[Exercise prompt]
Copy out the data between the line holding "One point belongs to each instance of the wooden chair, shown" and the line holding "[[445, 136], [514, 140], [371, 16]]", inclusive, without altering any character.

>> BEGIN

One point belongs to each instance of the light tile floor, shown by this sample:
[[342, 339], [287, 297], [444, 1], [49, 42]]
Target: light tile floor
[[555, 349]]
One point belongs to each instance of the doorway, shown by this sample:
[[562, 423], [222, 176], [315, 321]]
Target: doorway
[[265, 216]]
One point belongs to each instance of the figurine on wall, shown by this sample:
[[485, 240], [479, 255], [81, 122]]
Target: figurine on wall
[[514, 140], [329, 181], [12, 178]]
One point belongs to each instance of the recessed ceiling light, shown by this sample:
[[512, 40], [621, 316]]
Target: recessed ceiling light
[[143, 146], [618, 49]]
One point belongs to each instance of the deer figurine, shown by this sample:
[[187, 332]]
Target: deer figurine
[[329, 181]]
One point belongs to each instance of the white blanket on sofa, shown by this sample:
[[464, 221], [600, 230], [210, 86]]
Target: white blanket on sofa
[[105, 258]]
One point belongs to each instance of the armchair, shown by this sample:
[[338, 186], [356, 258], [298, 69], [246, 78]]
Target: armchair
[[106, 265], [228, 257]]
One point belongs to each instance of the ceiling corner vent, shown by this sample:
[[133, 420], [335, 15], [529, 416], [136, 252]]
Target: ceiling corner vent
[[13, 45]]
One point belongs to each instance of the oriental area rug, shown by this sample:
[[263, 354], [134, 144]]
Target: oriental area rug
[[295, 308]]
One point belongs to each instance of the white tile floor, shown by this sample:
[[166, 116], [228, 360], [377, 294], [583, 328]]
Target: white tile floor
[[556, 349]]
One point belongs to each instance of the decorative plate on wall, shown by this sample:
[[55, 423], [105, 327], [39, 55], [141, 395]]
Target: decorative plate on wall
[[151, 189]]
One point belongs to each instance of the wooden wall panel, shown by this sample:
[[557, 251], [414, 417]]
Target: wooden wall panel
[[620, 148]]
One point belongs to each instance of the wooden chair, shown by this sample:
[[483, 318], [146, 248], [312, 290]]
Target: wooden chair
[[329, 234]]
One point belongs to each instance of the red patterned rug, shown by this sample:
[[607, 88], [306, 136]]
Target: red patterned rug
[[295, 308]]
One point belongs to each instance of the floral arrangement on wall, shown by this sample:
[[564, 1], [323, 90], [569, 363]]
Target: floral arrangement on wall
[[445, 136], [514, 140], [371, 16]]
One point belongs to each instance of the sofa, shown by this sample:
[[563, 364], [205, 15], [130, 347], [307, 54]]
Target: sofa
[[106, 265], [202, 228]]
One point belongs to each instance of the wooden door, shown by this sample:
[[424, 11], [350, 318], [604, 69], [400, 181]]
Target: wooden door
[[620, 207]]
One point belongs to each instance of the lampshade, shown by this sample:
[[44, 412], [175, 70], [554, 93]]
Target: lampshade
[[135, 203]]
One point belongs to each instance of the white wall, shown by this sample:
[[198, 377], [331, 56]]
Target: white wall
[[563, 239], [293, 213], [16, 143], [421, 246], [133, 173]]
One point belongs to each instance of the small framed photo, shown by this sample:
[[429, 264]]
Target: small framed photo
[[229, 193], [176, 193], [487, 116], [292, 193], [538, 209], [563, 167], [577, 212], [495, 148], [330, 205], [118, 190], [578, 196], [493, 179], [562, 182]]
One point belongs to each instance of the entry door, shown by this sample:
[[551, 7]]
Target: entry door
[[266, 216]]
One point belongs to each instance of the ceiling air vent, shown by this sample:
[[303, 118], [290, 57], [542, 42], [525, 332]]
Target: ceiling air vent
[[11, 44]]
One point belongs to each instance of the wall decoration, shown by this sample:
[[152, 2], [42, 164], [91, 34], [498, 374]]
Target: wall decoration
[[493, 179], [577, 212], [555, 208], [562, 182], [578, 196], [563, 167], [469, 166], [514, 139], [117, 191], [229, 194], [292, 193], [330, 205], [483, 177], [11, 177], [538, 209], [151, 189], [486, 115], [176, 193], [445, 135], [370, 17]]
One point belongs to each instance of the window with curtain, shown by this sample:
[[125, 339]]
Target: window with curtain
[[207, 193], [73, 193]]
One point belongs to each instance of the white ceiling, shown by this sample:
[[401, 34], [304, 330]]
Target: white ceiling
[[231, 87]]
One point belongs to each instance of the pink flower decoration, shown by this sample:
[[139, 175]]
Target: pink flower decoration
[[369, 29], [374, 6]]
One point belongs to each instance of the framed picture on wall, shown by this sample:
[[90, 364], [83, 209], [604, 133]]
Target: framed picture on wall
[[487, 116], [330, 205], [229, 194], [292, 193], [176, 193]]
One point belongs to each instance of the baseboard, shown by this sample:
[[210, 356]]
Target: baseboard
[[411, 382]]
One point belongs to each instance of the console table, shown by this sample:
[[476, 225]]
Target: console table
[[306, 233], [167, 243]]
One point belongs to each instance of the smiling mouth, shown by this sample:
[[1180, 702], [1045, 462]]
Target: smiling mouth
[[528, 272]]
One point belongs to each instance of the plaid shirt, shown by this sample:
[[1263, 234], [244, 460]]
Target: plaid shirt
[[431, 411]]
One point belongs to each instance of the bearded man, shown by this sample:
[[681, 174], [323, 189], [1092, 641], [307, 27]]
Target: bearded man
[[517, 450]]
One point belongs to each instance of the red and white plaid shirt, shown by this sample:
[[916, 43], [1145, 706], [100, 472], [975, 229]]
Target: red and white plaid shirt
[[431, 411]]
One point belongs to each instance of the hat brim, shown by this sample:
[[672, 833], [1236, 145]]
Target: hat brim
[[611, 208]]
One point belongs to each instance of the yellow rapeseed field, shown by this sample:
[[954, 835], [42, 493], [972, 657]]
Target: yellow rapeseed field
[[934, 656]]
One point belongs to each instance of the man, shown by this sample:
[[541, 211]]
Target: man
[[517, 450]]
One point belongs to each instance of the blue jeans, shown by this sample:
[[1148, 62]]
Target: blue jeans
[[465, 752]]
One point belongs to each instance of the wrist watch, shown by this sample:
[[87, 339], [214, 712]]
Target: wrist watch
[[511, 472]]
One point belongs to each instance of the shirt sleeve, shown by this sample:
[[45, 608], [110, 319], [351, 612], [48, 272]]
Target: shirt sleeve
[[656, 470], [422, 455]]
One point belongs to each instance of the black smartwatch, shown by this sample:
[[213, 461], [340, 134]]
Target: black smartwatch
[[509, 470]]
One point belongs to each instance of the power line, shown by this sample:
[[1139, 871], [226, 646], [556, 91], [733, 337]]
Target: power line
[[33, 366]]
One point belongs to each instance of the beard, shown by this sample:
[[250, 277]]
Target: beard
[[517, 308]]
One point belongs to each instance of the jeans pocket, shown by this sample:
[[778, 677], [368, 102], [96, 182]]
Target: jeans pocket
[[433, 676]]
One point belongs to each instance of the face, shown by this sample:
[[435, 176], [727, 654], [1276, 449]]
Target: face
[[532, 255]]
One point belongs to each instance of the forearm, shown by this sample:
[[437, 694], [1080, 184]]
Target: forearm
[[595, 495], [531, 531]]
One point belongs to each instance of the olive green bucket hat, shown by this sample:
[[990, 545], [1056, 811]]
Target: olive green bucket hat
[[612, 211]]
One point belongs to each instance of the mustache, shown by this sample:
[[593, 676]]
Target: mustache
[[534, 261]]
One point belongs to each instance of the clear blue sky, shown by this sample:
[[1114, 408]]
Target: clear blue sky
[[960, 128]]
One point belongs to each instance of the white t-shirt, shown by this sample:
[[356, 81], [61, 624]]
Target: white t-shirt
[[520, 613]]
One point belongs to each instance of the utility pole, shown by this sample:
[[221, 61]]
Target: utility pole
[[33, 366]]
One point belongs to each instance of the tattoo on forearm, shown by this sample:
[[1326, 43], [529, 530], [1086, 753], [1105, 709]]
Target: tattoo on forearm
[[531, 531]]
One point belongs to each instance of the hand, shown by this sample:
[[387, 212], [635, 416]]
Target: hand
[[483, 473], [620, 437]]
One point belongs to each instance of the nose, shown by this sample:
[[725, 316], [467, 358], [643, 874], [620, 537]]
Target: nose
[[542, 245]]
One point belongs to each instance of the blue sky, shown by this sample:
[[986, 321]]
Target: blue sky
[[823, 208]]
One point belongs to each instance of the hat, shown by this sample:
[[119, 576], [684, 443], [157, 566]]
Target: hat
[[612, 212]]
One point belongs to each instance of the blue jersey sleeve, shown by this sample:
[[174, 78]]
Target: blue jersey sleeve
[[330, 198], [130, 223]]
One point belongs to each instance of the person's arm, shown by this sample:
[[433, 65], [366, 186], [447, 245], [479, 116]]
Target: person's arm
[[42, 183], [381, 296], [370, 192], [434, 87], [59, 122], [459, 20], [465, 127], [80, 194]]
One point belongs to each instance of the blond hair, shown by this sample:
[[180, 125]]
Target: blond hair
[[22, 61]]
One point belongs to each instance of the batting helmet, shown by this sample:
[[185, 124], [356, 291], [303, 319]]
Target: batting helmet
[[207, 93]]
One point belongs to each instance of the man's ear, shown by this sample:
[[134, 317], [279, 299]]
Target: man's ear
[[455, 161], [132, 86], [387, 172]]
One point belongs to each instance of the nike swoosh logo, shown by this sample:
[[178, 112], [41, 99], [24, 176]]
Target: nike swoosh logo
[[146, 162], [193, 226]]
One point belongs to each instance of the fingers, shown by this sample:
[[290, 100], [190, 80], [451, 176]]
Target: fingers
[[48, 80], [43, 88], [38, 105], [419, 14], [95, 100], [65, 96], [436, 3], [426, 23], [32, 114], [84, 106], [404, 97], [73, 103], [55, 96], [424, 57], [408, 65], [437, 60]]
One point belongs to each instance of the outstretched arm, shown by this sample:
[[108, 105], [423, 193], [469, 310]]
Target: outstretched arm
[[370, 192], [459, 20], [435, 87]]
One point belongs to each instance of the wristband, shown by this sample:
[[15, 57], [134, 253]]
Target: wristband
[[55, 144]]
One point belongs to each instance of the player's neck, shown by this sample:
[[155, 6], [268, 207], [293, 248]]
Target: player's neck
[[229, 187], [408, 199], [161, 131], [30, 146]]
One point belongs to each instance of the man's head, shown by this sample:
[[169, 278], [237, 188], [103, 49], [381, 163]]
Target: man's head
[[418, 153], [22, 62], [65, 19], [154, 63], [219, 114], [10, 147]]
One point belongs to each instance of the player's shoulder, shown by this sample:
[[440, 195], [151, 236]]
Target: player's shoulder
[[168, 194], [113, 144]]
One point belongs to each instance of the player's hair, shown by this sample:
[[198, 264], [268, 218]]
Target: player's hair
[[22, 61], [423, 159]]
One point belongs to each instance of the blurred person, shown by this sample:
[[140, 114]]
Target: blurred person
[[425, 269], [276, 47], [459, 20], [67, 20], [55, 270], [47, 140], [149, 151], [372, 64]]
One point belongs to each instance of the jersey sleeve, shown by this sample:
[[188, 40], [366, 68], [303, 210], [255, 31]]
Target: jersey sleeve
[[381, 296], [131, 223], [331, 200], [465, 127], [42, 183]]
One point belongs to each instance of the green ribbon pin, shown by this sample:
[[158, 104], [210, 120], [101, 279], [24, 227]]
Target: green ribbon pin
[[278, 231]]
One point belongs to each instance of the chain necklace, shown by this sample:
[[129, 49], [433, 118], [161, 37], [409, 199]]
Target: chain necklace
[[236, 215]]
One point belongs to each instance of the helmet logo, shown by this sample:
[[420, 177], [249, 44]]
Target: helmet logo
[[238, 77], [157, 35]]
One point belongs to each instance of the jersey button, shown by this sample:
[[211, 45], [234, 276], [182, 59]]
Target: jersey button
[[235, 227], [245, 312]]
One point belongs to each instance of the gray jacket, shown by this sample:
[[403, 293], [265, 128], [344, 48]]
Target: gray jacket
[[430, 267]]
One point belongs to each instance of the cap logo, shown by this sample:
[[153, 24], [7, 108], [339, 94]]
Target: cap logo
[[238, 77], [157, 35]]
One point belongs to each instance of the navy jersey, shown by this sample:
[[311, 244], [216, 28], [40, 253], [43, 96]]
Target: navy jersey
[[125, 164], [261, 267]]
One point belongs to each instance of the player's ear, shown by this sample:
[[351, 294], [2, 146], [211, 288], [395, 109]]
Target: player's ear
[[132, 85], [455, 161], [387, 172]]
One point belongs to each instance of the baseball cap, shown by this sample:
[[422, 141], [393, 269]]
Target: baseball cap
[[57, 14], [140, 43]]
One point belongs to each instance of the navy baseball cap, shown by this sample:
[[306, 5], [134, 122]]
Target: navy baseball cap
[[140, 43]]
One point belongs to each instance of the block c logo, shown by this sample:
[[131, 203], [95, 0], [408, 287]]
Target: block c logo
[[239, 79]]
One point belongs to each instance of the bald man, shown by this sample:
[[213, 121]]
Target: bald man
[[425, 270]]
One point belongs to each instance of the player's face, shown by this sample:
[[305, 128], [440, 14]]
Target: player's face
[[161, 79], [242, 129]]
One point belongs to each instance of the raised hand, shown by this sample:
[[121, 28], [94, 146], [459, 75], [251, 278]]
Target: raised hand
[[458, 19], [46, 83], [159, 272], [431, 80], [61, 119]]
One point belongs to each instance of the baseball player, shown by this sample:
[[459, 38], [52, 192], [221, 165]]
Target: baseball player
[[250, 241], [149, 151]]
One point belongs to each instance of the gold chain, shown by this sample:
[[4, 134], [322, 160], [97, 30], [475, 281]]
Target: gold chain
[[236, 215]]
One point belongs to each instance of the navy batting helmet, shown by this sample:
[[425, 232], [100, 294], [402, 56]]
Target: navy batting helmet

>> END

[Solution below]
One point belongs to each instance of the wooden chair, shown by this sample:
[[483, 318], [146, 248], [312, 290]]
Target: wooden chair
[[329, 234]]
One point belongs to each instance of the red patterned rug, shown by this sample:
[[607, 88], [306, 136]]
Target: red patterned rug
[[295, 308]]
One point belongs to each instance of the floral arrangement on wall, shown by this sample:
[[564, 1], [323, 90], [569, 363]]
Target: floral arrangement on wall
[[445, 136], [514, 140], [371, 16]]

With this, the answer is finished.